AIM: All entries are to be quoted exactly; the images stay out of the copy.

Coordinate annotation records:
····················
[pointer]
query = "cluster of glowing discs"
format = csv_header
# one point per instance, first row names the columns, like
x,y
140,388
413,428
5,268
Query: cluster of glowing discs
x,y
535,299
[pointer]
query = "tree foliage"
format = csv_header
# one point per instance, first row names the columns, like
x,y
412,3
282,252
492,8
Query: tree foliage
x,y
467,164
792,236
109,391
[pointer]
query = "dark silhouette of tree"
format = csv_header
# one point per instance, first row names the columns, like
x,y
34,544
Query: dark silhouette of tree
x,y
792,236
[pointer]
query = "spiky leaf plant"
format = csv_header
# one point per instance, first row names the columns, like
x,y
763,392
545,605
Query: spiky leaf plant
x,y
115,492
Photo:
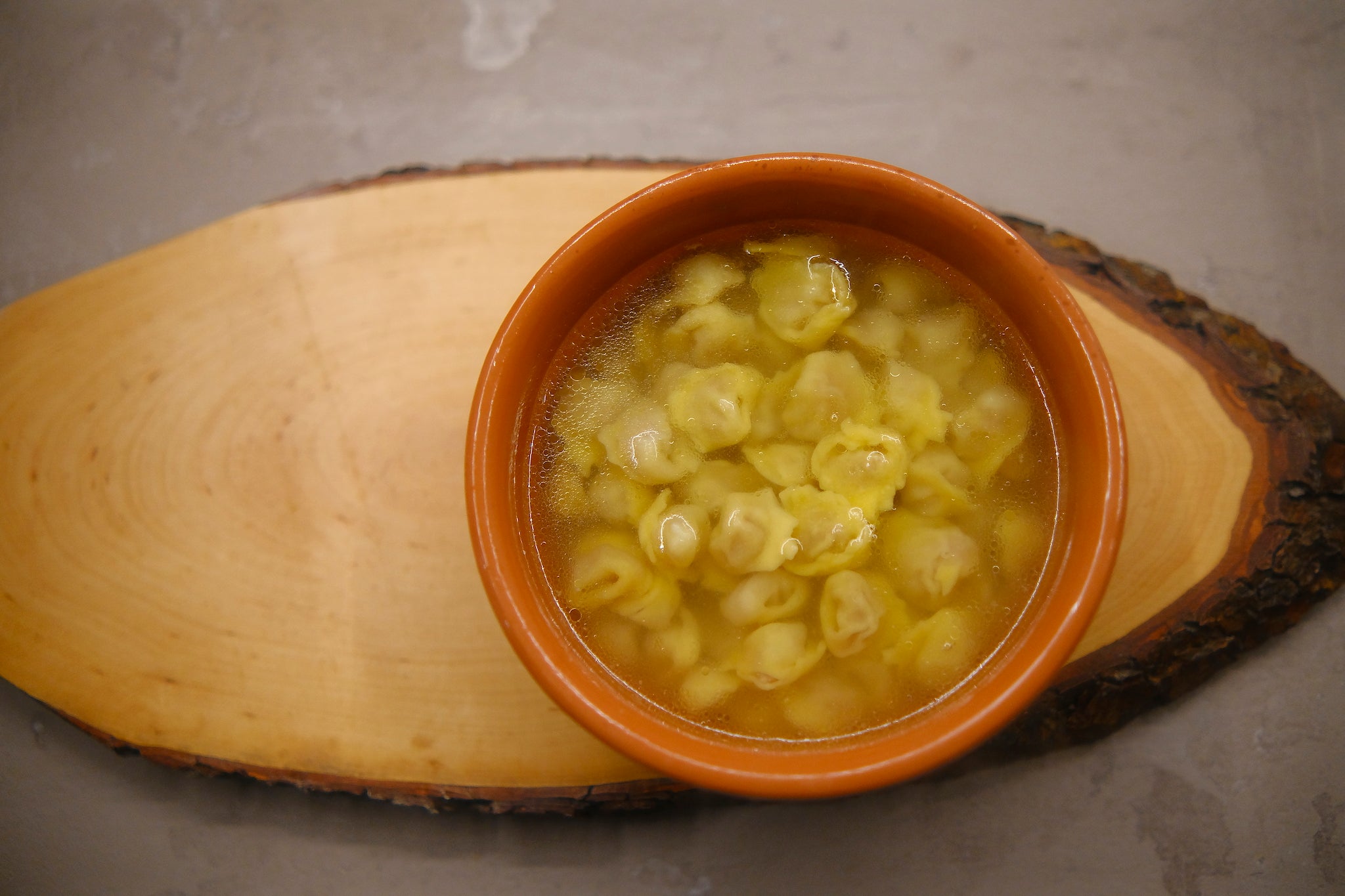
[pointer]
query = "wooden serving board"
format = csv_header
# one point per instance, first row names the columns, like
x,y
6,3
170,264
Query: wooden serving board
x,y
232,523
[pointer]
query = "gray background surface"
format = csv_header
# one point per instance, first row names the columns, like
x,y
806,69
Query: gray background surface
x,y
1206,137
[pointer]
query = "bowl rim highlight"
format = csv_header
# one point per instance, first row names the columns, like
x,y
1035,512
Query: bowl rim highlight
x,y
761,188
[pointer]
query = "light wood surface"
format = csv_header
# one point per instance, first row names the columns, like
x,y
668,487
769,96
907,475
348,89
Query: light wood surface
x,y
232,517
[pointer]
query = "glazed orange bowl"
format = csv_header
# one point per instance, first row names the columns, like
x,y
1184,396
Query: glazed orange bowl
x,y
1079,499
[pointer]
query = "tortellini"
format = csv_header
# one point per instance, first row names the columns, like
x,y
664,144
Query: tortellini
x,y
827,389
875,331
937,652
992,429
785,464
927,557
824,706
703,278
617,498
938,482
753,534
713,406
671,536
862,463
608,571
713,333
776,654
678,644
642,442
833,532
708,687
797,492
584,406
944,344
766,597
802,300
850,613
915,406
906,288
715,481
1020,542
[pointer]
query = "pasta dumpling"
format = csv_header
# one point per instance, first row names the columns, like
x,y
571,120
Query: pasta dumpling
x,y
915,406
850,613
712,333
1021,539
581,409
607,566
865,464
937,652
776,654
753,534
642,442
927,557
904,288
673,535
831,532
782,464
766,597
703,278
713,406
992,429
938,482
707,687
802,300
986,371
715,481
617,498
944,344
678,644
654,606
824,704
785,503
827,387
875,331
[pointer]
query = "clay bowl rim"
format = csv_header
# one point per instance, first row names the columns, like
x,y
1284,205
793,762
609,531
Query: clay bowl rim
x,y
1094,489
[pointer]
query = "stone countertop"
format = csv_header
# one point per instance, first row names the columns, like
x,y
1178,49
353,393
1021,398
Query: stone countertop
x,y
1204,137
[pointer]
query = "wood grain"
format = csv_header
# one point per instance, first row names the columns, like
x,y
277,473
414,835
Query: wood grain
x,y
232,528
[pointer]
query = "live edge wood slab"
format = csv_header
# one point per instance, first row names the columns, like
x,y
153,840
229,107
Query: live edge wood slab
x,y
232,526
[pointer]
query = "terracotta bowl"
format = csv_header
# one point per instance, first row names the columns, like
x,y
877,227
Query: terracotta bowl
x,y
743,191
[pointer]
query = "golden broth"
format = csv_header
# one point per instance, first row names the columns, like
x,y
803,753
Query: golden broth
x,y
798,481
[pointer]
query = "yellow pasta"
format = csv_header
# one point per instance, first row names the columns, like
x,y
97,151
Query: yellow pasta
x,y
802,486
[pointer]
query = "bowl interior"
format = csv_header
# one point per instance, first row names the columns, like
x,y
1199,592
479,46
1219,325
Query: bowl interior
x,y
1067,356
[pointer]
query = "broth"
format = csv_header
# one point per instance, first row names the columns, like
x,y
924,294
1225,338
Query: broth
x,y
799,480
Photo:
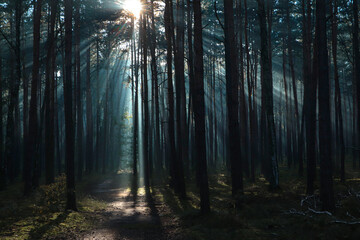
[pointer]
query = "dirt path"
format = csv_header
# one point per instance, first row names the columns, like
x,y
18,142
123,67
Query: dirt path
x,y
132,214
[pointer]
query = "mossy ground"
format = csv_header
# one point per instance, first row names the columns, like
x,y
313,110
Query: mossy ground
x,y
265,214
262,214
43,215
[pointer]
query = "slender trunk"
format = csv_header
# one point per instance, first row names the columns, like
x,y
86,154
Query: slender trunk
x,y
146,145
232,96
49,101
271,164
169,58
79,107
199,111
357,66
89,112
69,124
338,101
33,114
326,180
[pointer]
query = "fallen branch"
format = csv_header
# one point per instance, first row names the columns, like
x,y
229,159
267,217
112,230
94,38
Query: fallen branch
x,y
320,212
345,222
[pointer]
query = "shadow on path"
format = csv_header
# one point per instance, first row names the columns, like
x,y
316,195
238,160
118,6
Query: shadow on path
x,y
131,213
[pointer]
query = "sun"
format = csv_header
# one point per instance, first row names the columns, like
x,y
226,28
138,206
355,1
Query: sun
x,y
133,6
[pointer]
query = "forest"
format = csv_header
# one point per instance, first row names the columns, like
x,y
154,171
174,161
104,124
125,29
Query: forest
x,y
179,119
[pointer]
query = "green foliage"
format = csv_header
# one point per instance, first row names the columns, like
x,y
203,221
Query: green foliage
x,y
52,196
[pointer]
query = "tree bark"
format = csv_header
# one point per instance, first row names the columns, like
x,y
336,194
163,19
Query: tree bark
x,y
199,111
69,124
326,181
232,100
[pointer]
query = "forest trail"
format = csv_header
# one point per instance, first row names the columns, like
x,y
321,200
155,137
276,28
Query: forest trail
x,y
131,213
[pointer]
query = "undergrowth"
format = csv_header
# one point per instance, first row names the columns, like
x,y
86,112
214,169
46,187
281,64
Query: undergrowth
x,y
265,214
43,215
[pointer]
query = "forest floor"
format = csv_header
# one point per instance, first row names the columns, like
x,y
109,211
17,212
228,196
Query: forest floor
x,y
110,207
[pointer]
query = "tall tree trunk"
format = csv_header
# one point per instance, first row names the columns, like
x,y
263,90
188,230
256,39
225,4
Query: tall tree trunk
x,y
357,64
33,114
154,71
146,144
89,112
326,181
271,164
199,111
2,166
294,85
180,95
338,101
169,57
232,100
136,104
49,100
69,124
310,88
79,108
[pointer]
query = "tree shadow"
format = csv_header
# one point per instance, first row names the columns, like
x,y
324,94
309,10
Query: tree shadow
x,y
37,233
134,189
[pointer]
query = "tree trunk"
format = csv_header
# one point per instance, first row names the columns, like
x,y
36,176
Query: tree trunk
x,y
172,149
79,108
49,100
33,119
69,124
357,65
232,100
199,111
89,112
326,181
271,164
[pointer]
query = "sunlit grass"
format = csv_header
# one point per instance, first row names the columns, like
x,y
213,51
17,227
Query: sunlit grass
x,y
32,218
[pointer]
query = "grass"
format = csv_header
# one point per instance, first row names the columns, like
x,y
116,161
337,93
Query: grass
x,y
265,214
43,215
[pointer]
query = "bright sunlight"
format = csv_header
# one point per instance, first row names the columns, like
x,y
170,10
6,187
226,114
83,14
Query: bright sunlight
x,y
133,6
····················
FINAL ANSWER:
[pointer]
query = "cluster of glowing discs"
format = csv_header
# one point per instance, first row names the columns, like
x,y
140,388
413,428
5,268
Query: cluster of glowing discs
x,y
535,299
[pointer]
query = "tree foliage"
format = csv_header
# one point per instance, first row names the columns, like
x,y
412,3
282,252
492,8
Query: tree foliage
x,y
467,164
792,236
109,391
[pointer]
query = "dark silhouette of tree"
format = csv_header
# one point per instance, first row names the columns, like
x,y
34,544
Query: dark silhouette of tree
x,y
792,236
[pointer]
query = "spiky leaf plant"
format = csv_header
# one point per instance, first row names the columns, like
x,y
763,392
545,605
Query: spiky leaf plant
x,y
115,492
Photo:
[pointer]
query = "wooden serving board"
format = csv_header
# one point per instance, first row names the columns, like
x,y
6,3
170,264
Query: wooden serving board
x,y
232,523
[pointer]
query = "gray background surface"
format = csv_header
# one point per instance, first row names the columns, like
x,y
806,69
Query: gray background surface
x,y
1206,137
[pointer]
query = "bowl rim highlight"
format = csv_header
# one point per instance, first row names the columns, like
x,y
1035,512
Query: bowl rim highlight
x,y
761,188
[pointer]
query = "light wood surface"
format = csv_header
# one point per instance, first row names the columns, like
x,y
668,487
769,96
907,475
348,89
Query: light wood surface
x,y
232,517
[pointer]
query = "glazed orange bowl"
format = csv_header
# one point per instance, first row names the columns, like
x,y
1184,396
Query: glazed orange bowl
x,y
1079,499
[pointer]
query = "tortellini"
format = csv_header
# one point per instance, first row names the columns, like
x,y
664,144
Query: tortellini
x,y
827,389
875,331
937,652
992,429
785,464
927,557
824,706
703,278
617,498
938,482
753,534
713,406
671,536
862,463
608,571
713,333
776,654
678,644
642,442
833,532
708,687
797,492
584,406
944,344
766,597
802,300
850,613
915,406
906,288
715,481
1020,542
[pointer]
query = "pasta dumpling"
format = csv_header
# one point per instance, first row names the columns, like
x,y
571,120
Query: pasta dumpling
x,y
915,406
850,613
712,333
1021,539
581,409
607,566
865,464
937,652
776,654
753,534
642,442
927,557
904,288
673,535
831,532
782,464
766,597
703,278
713,406
992,429
938,482
707,687
802,300
986,371
715,481
617,498
944,344
678,644
654,606
824,704
785,503
827,387
875,331
[pointer]
query = "clay bowl rim"
format = csv_header
# one point per instance, first row names the columns, like
x,y
1284,205
793,762
609,531
Query: clay bowl rim
x,y
1094,489
[pointer]
query = "stone countertop"
format = csv_header
# one point per instance, first row names the columns, like
x,y
1178,49
353,393
1021,398
Query: stone countertop
x,y
1204,137
[pointer]
query = "wood grain"
format = csv_header
# one point per instance, first row names the columns, like
x,y
277,473
414,835
Query: wood grain
x,y
232,528
[pointer]
query = "live edge wood slab"
format = csv_header
# one point per instance, first row names the columns, like
x,y
153,840
229,107
Query: live edge wood slab
x,y
232,526
[pointer]
query = "terracotta bowl"
format = csv_header
# one point per instance, first row names the columns, like
x,y
877,227
Query: terracotta bowl
x,y
743,191
[pointer]
query = "golden broth"
format = csv_header
# one point per instance, first row names the columns, like
x,y
803,753
Query: golden broth
x,y
798,481
[pointer]
query = "yellow pasta"
format = csv_header
# one point per instance, first row names the columns, like
x,y
97,151
Query: yellow pasta
x,y
802,486
[pointer]
query = "bowl interior"
format = csv_header
# one point per instance, first row names the columns, like
x,y
1199,592
479,46
1219,325
Query: bowl interior
x,y
1067,356
[pointer]
query = "broth"
format = csv_header
# one point per instance, first row names the columns, like
x,y
924,294
1225,338
Query: broth
x,y
799,480
Photo:
[pointer]
query = "dirt path"
format = csv_header
# one point per instance, first row names the columns, like
x,y
18,142
123,67
Query: dirt path
x,y
132,214
[pointer]
query = "mossy ground"
format = csv_header
# one point per instance, first row names the columns, like
x,y
313,110
Query: mossy ground
x,y
265,214
262,214
43,215
[pointer]
query = "slender trunk"
format = csv_header
# one point per instance, first row names the columns, like
x,y
86,154
Query: slender trunk
x,y
146,145
232,96
49,101
271,164
169,58
79,107
199,111
357,66
89,112
69,124
338,101
33,114
326,180
[pointer]
query = "fallen branch"
format = csv_header
# one point per instance, first row names the columns, like
x,y
229,159
267,217
112,230
94,38
Query: fallen branch
x,y
320,212
345,222
[pointer]
query = "shadow on path"
format = csv_header
# one point per instance, first row names the columns, like
x,y
316,195
238,160
118,6
Query: shadow on path
x,y
131,213
[pointer]
query = "sun"
format = csv_header
# one point per instance, first row names the columns, like
x,y
226,28
138,206
355,1
Query: sun
x,y
133,6
[pointer]
query = "forest"
format = csv_header
# one point per instance, first row names the columns, like
x,y
154,171
174,161
104,124
125,29
Query: forest
x,y
179,119
[pointer]
query = "green foliage"
format = csv_header
# one point per instance, first row names the columns, like
x,y
203,221
Query: green foliage
x,y
52,196
[pointer]
query = "tree bark"
format = csv_header
# one point per instance, first row names the columns, like
x,y
336,194
163,19
Query: tree bark
x,y
199,111
69,124
326,181
232,100
[pointer]
query = "forest trail"
format = csv_header
# one point per instance, first row names the columns, like
x,y
321,200
155,137
276,28
Query: forest trail
x,y
131,213
[pointer]
query = "undergrowth"
format = csv_header
# one point per instance, first row names the columns, like
x,y
86,112
214,169
46,187
281,64
Query: undergrowth
x,y
265,214
43,215
[pointer]
query = "forest floor"
format = csv_header
# one point per instance, first row names the columns, like
x,y
109,211
17,212
228,196
Query: forest floor
x,y
110,207
[pointer]
query = "tall tree trunk"
format = csv_header
# one point per instance, first row names the columns, like
x,y
263,90
188,230
256,39
225,4
Query: tall tree trunk
x,y
357,64
33,114
154,71
146,144
89,112
326,181
271,164
199,111
2,166
294,85
180,95
338,101
169,57
232,100
136,104
49,100
69,124
310,88
79,108
[pointer]
query = "tree shadow"
format = csv_header
# one point per instance, first row names the columns, like
x,y
324,94
309,10
Query: tree shadow
x,y
37,233
134,189
[pointer]
query = "tree trunk"
format = csv_header
# one point per instance, first row names the columns, like
x,y
36,176
Query: tree trunk
x,y
172,149
79,108
49,100
33,119
69,124
357,65
232,100
199,111
89,112
326,181
271,164
[pointer]
query = "sunlit grass"
format = csv_header
# one point per instance, first row names the columns, like
x,y
213,51
17,227
Query: sunlit grass
x,y
32,218
[pointer]
query = "grass"
format = csv_header
# one point per instance, first row names the columns, like
x,y
116,161
337,93
Query: grass
x,y
265,214
43,215
[pointer]
query = "bright sunlight"
format = csv_header
# one point per instance, first row names the columns, like
x,y
170,10
6,187
226,114
83,14
Query: bright sunlight
x,y
133,6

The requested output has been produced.